[RECORDS FOR PROCESSING start]

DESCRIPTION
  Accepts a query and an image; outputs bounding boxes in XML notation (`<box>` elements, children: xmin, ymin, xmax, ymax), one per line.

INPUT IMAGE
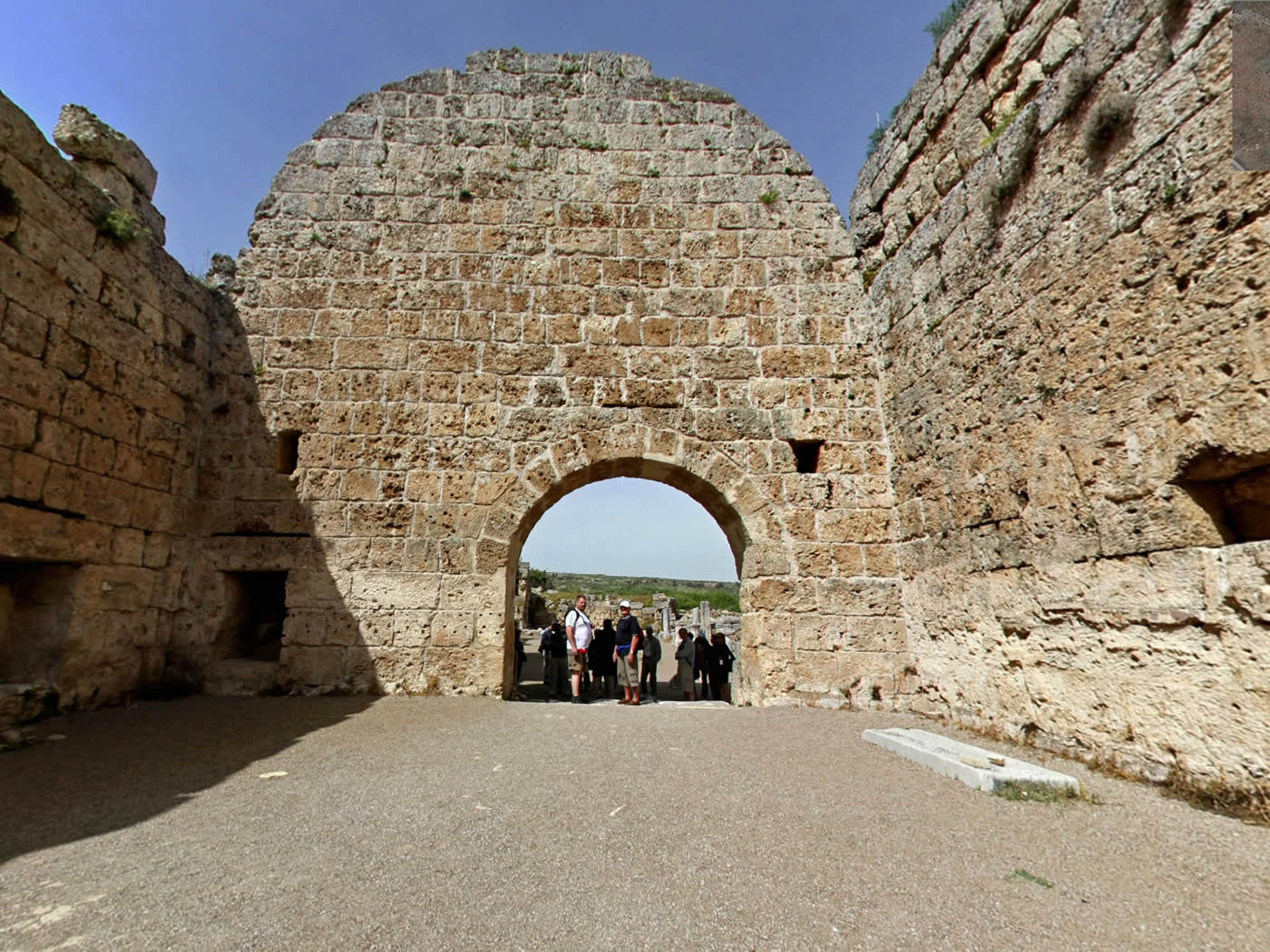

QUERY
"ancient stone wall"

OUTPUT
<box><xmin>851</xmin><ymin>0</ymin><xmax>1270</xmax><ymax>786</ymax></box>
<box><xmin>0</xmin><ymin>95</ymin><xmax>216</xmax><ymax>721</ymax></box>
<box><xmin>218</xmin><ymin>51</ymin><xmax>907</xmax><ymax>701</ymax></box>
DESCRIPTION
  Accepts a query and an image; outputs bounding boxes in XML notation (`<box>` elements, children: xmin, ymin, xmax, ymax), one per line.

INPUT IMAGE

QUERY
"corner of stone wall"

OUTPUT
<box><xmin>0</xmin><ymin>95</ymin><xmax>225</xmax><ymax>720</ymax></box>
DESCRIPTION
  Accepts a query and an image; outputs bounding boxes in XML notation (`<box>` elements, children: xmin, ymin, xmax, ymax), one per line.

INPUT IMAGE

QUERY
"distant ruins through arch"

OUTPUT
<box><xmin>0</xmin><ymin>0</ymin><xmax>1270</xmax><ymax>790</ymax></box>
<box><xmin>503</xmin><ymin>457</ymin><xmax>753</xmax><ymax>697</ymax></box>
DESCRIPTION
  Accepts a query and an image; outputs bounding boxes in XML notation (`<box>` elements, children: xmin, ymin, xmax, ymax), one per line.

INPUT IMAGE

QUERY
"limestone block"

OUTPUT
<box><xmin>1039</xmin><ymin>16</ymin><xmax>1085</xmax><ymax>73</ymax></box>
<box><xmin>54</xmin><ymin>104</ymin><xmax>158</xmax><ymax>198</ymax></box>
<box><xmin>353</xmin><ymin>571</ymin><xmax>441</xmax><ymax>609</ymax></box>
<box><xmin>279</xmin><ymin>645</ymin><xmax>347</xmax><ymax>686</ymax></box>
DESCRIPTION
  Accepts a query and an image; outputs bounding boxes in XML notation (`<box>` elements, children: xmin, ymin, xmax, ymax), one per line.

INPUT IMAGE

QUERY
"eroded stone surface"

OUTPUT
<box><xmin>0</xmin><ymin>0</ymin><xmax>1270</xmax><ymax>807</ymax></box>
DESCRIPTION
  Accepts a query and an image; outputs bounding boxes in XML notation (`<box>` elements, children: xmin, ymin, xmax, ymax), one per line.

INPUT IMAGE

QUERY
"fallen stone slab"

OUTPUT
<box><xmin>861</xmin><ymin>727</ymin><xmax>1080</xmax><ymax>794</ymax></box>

[RECORDS FOR PROCESSING end]
[RECORDS FOR PROCESSING start]

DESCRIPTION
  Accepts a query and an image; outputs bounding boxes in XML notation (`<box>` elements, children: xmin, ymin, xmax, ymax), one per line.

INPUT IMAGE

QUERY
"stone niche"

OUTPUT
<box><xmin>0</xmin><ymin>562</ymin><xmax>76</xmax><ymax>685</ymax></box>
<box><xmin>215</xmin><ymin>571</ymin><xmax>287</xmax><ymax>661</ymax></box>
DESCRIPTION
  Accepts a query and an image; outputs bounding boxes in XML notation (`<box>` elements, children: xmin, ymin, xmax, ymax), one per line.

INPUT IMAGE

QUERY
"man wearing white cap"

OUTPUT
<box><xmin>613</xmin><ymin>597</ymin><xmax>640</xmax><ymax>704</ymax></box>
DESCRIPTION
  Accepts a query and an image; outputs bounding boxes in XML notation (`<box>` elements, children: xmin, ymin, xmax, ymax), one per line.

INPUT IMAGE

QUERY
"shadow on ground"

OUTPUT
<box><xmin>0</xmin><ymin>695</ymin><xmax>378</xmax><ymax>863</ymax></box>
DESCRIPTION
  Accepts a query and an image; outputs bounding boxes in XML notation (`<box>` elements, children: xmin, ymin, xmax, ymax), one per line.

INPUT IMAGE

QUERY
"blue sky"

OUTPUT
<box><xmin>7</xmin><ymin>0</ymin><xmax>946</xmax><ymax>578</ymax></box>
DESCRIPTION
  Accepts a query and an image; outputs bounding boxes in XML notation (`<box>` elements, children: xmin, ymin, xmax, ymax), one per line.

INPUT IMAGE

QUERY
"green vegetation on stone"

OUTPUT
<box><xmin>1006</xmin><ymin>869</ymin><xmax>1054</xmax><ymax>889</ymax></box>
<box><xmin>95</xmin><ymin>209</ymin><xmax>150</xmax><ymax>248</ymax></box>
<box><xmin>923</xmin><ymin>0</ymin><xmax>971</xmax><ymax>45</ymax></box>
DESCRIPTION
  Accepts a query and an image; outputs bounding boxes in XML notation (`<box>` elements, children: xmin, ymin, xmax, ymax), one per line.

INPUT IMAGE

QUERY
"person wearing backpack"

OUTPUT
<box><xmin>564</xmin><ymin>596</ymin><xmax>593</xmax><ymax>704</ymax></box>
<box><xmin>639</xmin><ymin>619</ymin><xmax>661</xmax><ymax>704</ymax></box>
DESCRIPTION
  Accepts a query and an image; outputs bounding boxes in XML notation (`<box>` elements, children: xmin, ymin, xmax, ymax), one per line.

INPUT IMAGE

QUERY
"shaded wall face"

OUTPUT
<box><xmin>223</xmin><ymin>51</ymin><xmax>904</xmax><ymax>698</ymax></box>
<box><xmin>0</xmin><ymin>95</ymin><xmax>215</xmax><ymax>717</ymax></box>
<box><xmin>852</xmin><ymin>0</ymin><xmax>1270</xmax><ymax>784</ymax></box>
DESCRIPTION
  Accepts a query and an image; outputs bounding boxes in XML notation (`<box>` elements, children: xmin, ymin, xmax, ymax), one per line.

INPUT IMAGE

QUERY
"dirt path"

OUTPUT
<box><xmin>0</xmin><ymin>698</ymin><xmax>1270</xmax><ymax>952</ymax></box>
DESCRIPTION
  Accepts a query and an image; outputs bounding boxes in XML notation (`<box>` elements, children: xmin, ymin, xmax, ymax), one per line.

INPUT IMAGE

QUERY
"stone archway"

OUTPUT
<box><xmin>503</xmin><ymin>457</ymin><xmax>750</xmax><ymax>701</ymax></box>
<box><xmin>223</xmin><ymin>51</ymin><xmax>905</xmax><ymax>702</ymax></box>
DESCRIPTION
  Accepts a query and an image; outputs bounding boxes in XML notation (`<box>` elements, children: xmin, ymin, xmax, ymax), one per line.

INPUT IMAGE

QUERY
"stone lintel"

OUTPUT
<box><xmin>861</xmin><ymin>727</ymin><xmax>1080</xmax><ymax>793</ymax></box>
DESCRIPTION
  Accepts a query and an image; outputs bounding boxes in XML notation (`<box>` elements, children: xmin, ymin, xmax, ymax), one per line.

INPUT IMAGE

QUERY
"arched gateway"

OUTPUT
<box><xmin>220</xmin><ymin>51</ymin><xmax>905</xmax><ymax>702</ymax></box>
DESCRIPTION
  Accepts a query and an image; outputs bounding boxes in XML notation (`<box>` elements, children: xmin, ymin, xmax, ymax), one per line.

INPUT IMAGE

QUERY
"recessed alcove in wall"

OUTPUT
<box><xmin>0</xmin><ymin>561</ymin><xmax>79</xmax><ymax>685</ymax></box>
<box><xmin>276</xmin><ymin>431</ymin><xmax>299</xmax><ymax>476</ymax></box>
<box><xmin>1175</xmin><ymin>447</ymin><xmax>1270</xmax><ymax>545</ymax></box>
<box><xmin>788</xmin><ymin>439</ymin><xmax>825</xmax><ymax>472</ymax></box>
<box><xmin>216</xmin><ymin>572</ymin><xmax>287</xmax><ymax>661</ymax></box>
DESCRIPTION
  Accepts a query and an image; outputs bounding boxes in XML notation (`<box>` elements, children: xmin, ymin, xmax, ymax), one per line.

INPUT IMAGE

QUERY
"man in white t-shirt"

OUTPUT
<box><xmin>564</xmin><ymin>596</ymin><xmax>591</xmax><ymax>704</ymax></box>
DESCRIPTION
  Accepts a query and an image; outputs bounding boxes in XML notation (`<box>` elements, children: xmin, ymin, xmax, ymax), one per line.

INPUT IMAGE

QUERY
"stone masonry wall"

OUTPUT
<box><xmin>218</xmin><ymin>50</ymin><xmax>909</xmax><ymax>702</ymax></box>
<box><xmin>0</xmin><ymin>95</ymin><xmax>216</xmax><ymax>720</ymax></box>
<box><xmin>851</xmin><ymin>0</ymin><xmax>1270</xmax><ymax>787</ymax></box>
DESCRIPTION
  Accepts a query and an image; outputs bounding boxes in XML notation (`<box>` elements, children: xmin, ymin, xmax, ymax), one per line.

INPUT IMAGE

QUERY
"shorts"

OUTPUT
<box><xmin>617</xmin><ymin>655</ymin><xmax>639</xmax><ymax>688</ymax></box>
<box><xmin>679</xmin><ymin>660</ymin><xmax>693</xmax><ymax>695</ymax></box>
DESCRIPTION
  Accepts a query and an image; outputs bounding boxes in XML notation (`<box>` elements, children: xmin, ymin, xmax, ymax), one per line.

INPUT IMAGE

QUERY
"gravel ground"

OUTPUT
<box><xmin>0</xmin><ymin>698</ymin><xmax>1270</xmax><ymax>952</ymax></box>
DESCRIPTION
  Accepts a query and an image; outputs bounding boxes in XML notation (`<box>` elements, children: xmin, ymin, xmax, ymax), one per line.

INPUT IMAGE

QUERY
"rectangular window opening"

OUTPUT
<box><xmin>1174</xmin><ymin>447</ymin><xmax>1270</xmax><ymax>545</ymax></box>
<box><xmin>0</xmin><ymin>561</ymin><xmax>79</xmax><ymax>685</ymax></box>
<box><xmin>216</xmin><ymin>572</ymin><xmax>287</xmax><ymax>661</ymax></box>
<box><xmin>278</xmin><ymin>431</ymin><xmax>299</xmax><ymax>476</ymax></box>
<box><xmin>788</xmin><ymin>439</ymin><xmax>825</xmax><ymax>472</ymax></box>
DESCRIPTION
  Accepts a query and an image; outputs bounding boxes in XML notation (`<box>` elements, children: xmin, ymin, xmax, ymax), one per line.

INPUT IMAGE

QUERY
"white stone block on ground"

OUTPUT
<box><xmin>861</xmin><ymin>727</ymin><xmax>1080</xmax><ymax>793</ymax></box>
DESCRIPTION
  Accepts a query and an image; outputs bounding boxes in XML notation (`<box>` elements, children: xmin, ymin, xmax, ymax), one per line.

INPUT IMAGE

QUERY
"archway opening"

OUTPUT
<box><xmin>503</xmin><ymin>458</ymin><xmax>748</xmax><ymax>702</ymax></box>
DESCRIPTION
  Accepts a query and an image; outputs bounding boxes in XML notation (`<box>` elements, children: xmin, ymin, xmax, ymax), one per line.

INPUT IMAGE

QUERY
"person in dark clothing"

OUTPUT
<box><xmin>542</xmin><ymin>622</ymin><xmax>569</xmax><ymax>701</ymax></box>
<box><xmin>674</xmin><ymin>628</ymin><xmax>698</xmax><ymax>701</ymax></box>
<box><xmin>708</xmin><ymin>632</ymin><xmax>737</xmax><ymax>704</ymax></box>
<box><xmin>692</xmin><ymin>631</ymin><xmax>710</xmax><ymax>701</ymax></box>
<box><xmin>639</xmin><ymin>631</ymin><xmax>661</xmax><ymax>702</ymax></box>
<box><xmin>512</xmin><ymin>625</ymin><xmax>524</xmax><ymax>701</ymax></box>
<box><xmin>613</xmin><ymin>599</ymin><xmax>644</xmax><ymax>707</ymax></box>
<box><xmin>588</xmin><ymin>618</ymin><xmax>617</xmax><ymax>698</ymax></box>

[RECORDS FOR PROCESSING end]

## WRITTEN REQUEST
Count the lines above that contain the string "white", treating uppercase and lowercase as distinct, and reply with the number alone.

## RESPONSE
3